=== Stored records ===
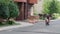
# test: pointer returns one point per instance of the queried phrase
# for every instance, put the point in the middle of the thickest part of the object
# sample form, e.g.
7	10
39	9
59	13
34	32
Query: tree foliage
50	7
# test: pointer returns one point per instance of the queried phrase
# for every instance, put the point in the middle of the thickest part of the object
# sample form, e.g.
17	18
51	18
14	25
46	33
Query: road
38	28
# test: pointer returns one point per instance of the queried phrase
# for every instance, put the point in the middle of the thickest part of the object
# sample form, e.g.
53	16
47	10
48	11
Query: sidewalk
22	24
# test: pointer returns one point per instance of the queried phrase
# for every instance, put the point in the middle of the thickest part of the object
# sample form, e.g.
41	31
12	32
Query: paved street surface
38	28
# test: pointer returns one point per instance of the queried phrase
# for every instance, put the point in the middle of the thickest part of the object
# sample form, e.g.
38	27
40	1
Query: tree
8	9
53	7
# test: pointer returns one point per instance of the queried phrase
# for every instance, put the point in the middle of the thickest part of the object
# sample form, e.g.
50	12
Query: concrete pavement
38	28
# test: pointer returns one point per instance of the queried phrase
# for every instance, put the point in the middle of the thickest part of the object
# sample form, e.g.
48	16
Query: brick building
25	8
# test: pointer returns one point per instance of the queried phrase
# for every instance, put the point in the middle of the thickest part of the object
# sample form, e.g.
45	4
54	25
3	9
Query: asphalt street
37	28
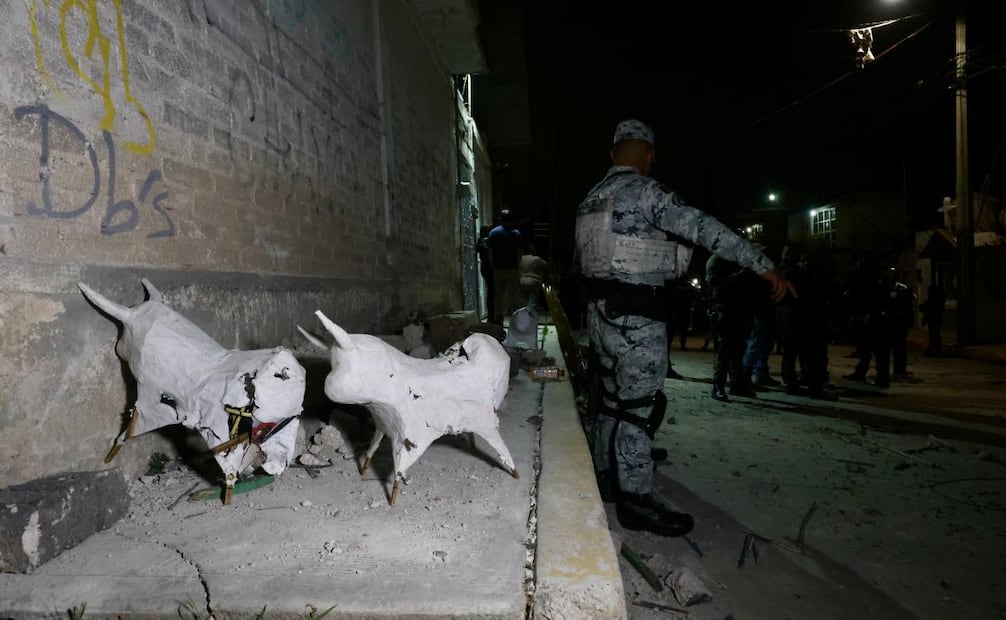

=== Task brief ===
What's needed is an exact retyping of the records, pictures excluded.

=== Result of the exercise ===
# test: pointer returns one point per instance of the queried phrase
# for every instance, put the point in the middle of the thickest part of the object
# sample form, e.g.
7	10
39	9
59	13
34	32
Query: tree foliage
50	7
# test: pointer returns one point per instance of the queried phrase
# for every instance, put the point in the middle of the thickest part of the object
# sample form, e.g.
17	18
51	18
14	25
46	33
Query: road
38	28
# test: pointer returns one point per instance of the queried phrase
# for every instance, put the point in the middle of the thickest part of the object
# sample form, e.g.
53	16
47	10
48	11
Query: sidewalk
22	24
# test: pointer returns one point per instance of the queried phrase
# for every instance, put the point in the middle of the thickest part of the object
# sample form, e.g.
41	31
12	32
Query: paved street surface
38	28
# test: pointer returns one point per instance of the queried phrase
# for every instance, put the point in the middle of the thickest part of the object
# sample form, e.g.
38	27
40	1
Query: tree
8	9
53	7
# test: pointer returns one point per instance of the queried phrase
# for every instance, put the point in the middle of the thickest part of the object
# sample form, e.g.
50	12
Query: concrete pavement
38	28
# test: pointer returns one point per instance of the queried phrase
# for every instance, put the point in the middle of the thickest part of the object
# sample form, e.g.
48	16
Query: brick building
25	8
# test: pointer returns one point per instance of the queried phrase
# for every instance, put the point in the middle of the thickest part of the object
# sample form, e.g.
45	4
54	25
3	9
Query: asphalt street
37	28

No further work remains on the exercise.